Short problem =
Copy the listing again, starting with the line containing "segment: excavator arm" and continuing through the line containing "103], [103, 98]]", requests included and nothing else. Raise every x and y vertex coordinate in the answers by 18.

Listing from a data source =
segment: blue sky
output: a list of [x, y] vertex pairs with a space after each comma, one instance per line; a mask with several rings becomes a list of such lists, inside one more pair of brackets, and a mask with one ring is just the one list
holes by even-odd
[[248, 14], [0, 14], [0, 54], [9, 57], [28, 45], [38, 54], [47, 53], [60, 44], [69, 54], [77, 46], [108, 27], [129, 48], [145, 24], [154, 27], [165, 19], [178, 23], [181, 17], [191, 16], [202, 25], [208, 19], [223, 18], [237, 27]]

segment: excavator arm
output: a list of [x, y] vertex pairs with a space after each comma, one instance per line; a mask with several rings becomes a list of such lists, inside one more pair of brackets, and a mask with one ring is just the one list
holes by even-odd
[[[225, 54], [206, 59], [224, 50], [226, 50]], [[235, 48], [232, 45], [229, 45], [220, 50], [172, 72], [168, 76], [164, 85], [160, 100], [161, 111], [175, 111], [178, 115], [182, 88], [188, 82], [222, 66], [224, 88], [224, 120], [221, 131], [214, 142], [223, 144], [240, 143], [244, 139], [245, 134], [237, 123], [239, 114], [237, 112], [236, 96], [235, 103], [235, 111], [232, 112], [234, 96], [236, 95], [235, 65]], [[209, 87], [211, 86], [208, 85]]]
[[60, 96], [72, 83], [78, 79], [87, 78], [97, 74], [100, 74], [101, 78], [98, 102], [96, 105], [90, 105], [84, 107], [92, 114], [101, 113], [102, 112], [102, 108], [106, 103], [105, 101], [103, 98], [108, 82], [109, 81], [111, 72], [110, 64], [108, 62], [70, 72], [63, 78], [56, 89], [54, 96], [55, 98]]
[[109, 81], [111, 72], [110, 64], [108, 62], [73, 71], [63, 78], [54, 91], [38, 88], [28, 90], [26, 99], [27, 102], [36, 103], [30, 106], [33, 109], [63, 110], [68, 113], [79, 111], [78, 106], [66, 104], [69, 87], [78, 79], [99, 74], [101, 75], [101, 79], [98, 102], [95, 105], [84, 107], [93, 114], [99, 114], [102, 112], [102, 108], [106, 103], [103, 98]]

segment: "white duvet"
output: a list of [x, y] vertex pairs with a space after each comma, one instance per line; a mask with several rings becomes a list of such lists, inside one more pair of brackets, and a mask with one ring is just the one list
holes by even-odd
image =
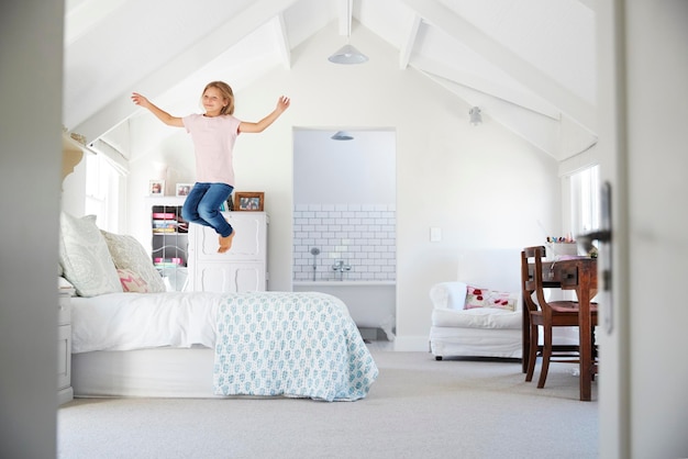
[[71, 299], [71, 352], [215, 344], [224, 293], [109, 293]]

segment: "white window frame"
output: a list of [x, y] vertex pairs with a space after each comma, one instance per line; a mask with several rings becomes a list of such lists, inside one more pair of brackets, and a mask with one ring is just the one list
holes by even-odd
[[103, 155], [86, 157], [85, 214], [96, 215], [98, 227], [116, 233], [121, 175]]
[[570, 228], [575, 235], [600, 227], [600, 167], [592, 165], [569, 176]]

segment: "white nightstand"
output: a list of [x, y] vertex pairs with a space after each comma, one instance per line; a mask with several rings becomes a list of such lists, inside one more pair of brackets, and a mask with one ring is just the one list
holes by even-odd
[[74, 399], [71, 389], [71, 304], [73, 289], [59, 289], [57, 304], [57, 401]]

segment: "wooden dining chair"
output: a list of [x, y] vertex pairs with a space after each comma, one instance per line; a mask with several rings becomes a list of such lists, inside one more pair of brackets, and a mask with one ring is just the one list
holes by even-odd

Answer below =
segment: excavator arm
output: a list of [x, y] vertex pairs with a space after each comma, one instance per line; a mask with several rings becomes a list of such lists, inside one more pair of brackets, and a mask with one ring is just the one list
holes by even-odd
[[[243, 72], [224, 77], [242, 68], [244, 68]], [[253, 66], [250, 63], [247, 63], [238, 68], [190, 90], [186, 94], [182, 103], [178, 118], [179, 129], [193, 129], [196, 133], [200, 106], [206, 100], [240, 84], [242, 106], [242, 138], [239, 149], [232, 160], [241, 162], [258, 161], [262, 157], [263, 152], [255, 141], [257, 132], [255, 130], [254, 114], [253, 121], [253, 129], [250, 130], [252, 114], [254, 113], [253, 83]], [[227, 105], [229, 104], [226, 103]]]
[[78, 114], [90, 101], [96, 97], [105, 96], [115, 92], [118, 92], [119, 96], [116, 120], [114, 123], [108, 123], [102, 125], [110, 132], [119, 131], [120, 130], [120, 126], [124, 121], [123, 119], [121, 116], [126, 100], [127, 99], [129, 90], [128, 82], [126, 80], [88, 90], [81, 96], [74, 107], [72, 114], [73, 116]]
[[127, 99], [129, 90], [128, 82], [126, 80], [91, 89], [81, 96], [72, 109], [56, 106], [46, 108], [44, 117], [45, 120], [54, 121], [48, 124], [51, 127], [81, 128], [86, 131], [97, 129], [96, 124], [84, 122], [87, 105], [96, 97], [117, 92], [119, 93], [119, 97], [116, 120], [113, 123], [102, 125], [111, 132], [117, 132], [120, 130], [120, 126], [124, 121], [121, 116]]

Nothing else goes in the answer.